Dataset records.

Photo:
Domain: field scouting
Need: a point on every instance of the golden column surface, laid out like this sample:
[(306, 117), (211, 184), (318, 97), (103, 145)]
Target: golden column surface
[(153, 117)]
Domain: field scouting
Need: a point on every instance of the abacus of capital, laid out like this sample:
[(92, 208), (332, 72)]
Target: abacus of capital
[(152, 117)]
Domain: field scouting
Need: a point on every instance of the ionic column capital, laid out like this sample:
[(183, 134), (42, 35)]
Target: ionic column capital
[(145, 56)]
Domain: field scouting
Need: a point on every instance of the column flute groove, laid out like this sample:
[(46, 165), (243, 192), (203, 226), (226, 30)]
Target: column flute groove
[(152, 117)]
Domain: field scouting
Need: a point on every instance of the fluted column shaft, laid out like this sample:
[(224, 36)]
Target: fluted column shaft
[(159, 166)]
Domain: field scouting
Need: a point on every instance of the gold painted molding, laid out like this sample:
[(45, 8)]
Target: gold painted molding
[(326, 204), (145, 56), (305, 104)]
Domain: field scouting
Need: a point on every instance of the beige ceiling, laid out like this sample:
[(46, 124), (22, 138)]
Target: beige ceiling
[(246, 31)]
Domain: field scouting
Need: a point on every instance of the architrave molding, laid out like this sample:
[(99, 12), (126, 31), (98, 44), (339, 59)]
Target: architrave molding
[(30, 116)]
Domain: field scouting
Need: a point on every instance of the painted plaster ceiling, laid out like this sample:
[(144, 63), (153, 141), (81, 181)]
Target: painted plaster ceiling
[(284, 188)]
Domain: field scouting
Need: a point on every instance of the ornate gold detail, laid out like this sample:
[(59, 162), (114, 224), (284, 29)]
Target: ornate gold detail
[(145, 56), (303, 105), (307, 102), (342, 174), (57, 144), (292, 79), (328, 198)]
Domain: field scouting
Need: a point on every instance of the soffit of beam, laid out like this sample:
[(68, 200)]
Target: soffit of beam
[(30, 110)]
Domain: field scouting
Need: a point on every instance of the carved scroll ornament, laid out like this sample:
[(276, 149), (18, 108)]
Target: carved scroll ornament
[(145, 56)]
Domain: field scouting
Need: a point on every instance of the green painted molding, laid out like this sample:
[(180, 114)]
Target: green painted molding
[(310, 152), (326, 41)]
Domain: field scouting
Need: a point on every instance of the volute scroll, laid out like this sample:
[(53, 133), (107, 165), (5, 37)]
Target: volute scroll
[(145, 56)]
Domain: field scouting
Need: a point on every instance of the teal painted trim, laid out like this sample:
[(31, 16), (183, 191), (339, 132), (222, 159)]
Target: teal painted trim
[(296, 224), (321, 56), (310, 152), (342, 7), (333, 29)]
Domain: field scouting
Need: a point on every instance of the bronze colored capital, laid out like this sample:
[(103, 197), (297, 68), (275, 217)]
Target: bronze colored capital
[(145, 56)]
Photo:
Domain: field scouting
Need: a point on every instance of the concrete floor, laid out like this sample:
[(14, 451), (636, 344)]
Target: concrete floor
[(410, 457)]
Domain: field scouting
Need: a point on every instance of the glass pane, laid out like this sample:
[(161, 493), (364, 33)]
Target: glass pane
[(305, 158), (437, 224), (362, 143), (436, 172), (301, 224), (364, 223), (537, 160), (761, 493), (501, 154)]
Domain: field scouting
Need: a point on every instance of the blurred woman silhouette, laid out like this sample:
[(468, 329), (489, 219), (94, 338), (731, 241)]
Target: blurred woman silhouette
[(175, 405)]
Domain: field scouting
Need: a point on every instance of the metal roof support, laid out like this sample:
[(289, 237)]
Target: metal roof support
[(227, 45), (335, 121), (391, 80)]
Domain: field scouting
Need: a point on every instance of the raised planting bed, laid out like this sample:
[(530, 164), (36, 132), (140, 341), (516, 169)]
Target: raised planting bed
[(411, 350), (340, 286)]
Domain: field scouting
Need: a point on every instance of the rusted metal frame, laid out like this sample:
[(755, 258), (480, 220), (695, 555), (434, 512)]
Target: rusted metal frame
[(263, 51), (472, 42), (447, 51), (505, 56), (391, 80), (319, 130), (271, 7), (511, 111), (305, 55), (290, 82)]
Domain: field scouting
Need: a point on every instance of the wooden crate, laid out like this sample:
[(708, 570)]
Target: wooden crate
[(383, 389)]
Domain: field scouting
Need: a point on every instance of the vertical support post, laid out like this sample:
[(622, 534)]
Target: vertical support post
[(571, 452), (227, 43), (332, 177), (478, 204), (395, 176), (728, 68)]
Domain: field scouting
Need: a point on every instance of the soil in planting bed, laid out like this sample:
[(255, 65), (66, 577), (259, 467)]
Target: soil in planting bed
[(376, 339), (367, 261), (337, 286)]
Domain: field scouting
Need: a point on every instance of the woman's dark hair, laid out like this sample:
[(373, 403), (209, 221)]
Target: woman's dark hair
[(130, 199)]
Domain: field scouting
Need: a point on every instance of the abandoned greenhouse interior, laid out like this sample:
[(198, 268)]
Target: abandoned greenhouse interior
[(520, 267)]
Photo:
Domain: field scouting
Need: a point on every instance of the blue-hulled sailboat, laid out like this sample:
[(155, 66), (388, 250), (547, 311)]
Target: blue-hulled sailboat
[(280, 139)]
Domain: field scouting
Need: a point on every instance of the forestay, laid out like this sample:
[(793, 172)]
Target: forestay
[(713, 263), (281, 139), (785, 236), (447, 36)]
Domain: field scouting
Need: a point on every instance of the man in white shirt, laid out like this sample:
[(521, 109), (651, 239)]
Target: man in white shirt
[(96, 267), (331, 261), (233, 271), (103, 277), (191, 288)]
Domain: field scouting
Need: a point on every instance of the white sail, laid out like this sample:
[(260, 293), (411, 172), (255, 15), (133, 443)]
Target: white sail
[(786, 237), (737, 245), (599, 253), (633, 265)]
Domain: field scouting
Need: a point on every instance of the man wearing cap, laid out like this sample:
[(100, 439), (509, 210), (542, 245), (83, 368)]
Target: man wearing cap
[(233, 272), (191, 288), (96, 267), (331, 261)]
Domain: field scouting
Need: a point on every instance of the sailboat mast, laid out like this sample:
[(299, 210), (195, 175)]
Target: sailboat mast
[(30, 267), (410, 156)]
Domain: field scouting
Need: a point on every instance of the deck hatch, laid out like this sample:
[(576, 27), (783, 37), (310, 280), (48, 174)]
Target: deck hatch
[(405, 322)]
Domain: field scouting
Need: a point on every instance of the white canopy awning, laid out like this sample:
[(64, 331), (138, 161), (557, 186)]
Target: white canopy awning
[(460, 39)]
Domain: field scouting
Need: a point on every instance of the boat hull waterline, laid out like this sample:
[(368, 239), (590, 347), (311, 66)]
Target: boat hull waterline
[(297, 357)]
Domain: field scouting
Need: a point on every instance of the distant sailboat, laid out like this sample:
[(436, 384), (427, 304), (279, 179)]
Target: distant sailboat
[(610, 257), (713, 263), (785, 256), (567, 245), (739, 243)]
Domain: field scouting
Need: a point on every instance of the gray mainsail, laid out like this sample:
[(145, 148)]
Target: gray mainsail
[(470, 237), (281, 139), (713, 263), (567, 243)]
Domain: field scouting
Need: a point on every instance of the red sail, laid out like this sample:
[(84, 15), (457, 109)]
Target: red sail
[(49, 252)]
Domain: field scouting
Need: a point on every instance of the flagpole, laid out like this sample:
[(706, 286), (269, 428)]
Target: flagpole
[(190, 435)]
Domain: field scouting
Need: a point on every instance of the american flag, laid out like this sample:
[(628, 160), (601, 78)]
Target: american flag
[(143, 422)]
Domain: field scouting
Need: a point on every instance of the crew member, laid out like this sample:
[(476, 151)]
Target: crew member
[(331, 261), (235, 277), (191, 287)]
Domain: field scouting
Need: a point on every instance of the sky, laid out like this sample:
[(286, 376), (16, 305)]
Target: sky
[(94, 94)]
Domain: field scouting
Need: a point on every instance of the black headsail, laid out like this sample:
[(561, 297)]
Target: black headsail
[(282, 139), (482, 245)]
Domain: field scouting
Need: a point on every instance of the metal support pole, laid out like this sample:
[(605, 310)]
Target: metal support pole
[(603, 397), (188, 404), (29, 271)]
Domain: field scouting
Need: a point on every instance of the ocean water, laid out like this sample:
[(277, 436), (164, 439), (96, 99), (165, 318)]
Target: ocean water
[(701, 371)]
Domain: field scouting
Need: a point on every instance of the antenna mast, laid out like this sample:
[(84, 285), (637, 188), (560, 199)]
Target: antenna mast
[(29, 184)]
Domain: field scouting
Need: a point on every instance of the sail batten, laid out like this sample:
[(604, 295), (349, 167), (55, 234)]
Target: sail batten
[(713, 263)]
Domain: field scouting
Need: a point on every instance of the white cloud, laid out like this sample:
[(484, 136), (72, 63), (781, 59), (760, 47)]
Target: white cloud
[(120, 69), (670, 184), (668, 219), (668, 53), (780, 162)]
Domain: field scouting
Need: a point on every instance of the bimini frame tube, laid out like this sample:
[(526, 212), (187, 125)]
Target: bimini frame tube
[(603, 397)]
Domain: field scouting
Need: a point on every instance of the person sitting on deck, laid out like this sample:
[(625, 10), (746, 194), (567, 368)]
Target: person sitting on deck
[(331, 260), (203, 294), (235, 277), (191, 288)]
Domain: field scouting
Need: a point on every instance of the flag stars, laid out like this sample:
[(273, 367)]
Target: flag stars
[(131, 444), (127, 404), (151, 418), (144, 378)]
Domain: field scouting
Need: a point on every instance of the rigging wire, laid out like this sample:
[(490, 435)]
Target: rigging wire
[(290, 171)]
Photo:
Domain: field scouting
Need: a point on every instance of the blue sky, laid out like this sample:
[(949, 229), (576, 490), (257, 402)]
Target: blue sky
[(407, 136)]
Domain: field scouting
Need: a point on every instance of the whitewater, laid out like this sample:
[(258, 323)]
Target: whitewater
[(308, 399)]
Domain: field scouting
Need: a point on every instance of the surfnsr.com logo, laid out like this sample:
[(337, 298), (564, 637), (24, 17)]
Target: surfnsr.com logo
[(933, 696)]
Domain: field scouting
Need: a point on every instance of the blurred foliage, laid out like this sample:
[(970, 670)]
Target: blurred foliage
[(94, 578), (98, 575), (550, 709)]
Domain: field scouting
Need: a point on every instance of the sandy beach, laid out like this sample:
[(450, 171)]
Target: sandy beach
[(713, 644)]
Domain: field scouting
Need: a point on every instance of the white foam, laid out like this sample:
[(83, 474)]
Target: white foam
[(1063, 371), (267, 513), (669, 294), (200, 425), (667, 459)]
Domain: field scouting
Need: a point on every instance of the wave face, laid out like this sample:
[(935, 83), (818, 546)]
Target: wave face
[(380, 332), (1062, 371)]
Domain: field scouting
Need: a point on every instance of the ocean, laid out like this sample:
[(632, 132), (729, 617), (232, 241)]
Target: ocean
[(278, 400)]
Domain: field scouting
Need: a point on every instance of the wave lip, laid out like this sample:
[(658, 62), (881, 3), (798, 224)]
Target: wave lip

What is expected. Switch "field scouting" to "site survey" in the listing, starting at its first line and ending at the line that contains "[(159, 166)]". Give back only those lines, with everything else left unchanged.

Task response.
Photo:
Domain: site survey
Need: a point on every instance of the golden column surface, laid out like this sample:
[(306, 117), (211, 184), (318, 97), (103, 145)]
Target: golden column surface
[(153, 117)]
Domain: site survey
Need: a point on every instance of the abacus of capital, laid out like this sample:
[(92, 208), (332, 72)]
Target: abacus of capital
[(152, 117)]
Domain: site survey
Need: a point on every instance of the ionic column capital, laid out like this sample:
[(183, 134), (42, 35)]
Target: ionic column capital
[(145, 56)]
Domain: site survey
Need: a point on every instance of the column flute groove, laid out like this sample:
[(46, 165), (243, 192), (203, 226), (226, 30)]
Target: column flute groove
[(152, 117)]
Domain: site survey
Need: a point on every instance of the fluted column shaft, laid out like this sample:
[(224, 36)]
Target: fluted column shaft
[(159, 166)]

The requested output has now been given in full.